**Problem 1**
From the news article on Iacocca's book, quote the passage starting at "Iacocca bashes Bush" and ending at "Simon & Schuster.".
**Problem 2**
Answer these questions using the news article on Iacocca's book:
(a) What grade does Iacocca give President Bush in leadership?
(b) Which senator did Iacocca back after supporting Bush's first campaign in 2000?
(c) Which publisher released excerpts from the book on its website?

**Text block**
-- -- --
Thursday, April 19, 2007

Iacocca bashes Bush in new book: Ex-Chrysler CEO also rips Congress, but the harshest criticism goes to president's leadership.

from The Detriot News

by: Gordon Trowbridge / Detroit News Washington Bureau

WASHINGTON -- Lee Iacocca, author of the original business management best-seller, is giving President Bush an "F" in leadership.

In a book to be released Tuesday, the former Chrysler CEO -- who supported Bush's first campaign in 2000 but backed Sen. John Kerry four years later -- accused Bush of leading the nation to war "on a pack of lies" and lacking the basic components of good leadership.

"I think our current President should visit the real world once in a while," Iacocca writes, according to excerpts from "Where Have All the Leaders Gone?" released on the Web site of publisher Simon & Schuster.
-- -- --
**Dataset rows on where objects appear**
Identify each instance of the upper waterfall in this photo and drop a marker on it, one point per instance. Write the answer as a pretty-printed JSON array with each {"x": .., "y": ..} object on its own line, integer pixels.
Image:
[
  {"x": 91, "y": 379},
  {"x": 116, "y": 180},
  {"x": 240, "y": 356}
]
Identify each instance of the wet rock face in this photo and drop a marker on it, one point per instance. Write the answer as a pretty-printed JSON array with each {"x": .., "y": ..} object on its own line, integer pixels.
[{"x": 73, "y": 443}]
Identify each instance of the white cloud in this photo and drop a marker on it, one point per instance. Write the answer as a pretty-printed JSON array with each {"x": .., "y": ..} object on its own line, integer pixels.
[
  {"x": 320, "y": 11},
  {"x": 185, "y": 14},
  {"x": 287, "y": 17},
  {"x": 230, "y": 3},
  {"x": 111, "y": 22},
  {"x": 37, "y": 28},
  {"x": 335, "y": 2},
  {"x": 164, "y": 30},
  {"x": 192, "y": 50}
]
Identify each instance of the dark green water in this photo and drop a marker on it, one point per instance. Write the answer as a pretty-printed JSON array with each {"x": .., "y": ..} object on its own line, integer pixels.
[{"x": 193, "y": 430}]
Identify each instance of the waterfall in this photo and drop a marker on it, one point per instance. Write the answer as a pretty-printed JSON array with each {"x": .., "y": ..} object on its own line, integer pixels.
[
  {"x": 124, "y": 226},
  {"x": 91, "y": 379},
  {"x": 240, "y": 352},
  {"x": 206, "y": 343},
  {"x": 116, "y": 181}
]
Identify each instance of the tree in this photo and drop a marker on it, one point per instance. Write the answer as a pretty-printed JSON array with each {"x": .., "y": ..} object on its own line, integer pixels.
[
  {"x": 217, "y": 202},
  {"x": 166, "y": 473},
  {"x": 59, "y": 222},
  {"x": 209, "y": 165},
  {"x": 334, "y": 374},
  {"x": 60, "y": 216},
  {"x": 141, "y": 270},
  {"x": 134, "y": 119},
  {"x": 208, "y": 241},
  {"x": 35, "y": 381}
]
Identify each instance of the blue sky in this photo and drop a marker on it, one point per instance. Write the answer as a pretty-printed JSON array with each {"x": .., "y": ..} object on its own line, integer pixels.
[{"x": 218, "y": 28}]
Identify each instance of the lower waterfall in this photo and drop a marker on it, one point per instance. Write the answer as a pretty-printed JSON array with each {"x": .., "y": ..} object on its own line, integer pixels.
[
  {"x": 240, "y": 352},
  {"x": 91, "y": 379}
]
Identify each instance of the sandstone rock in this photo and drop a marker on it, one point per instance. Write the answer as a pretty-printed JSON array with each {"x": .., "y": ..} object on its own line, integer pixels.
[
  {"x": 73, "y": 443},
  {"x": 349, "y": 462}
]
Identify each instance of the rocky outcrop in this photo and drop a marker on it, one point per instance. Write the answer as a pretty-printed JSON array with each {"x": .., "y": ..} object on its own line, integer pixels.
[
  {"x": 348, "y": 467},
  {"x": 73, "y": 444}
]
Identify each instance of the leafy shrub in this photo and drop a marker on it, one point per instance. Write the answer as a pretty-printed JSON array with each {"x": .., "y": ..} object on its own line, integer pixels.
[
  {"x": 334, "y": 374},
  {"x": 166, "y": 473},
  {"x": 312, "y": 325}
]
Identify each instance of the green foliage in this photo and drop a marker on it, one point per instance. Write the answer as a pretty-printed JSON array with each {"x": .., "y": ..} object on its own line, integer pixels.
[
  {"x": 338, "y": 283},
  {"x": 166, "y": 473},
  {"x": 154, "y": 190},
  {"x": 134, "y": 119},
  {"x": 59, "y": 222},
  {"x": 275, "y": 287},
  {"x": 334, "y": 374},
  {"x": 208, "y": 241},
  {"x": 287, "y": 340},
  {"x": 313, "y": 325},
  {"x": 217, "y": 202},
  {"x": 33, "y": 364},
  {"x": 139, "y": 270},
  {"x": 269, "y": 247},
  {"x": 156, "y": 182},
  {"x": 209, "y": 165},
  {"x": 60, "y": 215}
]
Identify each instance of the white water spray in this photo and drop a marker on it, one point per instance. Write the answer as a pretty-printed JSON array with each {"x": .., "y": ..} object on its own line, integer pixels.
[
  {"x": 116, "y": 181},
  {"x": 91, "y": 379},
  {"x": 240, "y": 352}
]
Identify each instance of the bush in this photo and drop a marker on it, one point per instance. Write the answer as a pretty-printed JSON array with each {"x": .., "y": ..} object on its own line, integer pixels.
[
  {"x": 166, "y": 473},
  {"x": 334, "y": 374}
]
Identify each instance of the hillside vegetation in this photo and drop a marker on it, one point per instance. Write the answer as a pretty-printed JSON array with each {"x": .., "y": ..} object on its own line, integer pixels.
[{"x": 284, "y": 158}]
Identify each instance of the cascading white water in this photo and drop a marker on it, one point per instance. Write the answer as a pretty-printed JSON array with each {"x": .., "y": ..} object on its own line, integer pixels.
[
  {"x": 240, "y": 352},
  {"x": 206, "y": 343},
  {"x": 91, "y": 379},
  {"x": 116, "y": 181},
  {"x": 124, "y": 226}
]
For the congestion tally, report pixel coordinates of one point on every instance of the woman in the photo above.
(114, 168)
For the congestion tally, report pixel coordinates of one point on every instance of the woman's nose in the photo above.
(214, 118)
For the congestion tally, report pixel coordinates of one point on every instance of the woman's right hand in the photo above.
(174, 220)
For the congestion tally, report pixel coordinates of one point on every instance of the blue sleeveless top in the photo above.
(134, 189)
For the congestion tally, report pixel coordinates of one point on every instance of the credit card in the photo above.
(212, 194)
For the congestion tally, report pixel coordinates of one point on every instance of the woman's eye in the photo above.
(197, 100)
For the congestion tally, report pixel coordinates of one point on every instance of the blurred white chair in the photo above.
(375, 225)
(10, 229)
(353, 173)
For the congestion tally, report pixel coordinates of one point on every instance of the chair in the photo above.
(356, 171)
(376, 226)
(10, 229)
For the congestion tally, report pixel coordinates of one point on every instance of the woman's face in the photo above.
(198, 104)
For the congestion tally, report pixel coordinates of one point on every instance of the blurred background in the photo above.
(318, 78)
-- -- --
**Complete response 1**
Iacocca bashes Bush in new book: Ex-Chrysler CEO also rips Congress, but the harshest criticism goes to president's leadership.

from The Detriot News

by: Gordon Trowbridge / Detroit News Washington Bureau

WASHINGTON -- Lee Iacocca, author of the original business management best-seller, is giving President Bush an "F" in leadership.

In a book to be released Tuesday, the former Chrysler CEO -- who supported Bush's first campaign in 2000 but backed Sen. John Kerry four years later -- accused Bush of leading the nation to war "on a pack of lies" and lacking the basic components of good leadership.

"I think our current President should visit the real world once in a while," Iacocca writes, according to excerpts from "Where Have All the Leaders Gone?" released on the Web site of publisher Simon & Schuster.

**Complete response 2**
(a) An "F."
(b) Sen. John Kerry.
(c) Simon & Schuster.